◆ What the task asks
Reproduce the line that contains "Point out the green foliage" and every line after it through the end of the records, exactly, with nothing added.

◆ Data listing

───

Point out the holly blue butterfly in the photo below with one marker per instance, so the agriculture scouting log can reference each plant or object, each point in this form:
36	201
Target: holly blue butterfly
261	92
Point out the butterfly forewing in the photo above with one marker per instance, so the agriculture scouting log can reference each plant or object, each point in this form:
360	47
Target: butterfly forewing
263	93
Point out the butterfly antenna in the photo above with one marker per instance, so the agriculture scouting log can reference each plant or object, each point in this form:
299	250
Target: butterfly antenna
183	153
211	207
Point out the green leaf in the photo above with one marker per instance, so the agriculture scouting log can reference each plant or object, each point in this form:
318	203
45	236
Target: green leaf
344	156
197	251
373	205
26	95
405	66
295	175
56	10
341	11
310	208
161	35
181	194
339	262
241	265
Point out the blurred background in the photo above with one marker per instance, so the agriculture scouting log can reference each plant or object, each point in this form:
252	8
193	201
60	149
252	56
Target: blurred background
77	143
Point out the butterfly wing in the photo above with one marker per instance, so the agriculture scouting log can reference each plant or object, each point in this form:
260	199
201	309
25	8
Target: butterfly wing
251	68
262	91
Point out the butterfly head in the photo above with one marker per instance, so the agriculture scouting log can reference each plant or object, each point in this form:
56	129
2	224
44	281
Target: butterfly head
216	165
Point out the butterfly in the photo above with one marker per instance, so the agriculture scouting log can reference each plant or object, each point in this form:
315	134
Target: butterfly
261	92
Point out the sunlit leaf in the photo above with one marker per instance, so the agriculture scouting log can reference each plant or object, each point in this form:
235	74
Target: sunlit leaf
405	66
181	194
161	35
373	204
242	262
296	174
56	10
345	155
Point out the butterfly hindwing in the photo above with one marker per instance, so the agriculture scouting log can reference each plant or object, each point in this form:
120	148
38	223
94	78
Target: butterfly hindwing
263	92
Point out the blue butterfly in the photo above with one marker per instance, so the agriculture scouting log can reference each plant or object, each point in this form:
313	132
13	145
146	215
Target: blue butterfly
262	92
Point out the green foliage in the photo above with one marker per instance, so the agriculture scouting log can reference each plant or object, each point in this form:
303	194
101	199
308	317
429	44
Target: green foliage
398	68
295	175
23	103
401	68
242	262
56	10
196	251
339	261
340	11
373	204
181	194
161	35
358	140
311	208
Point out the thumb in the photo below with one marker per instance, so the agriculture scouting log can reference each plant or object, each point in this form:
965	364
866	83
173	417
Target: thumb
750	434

───

◆ Result of this exercise
Point out the green foliage in the photo above with one marker per instance, so the agriculture scouting log can reference each plant or object, each point in this form:
303	194
101	199
308	317
429	44
Target: green foliage
398	68
295	175
23	103
401	68
242	262
56	10
196	251
339	261
340	11
373	204
181	194
161	35
358	140
311	208
Point out the thumb in the photo below with one marker per instance, so the agriculture scouting log can reference each plant or object, each point in this form:
965	364
866	83
173	417
Target: thumb
750	434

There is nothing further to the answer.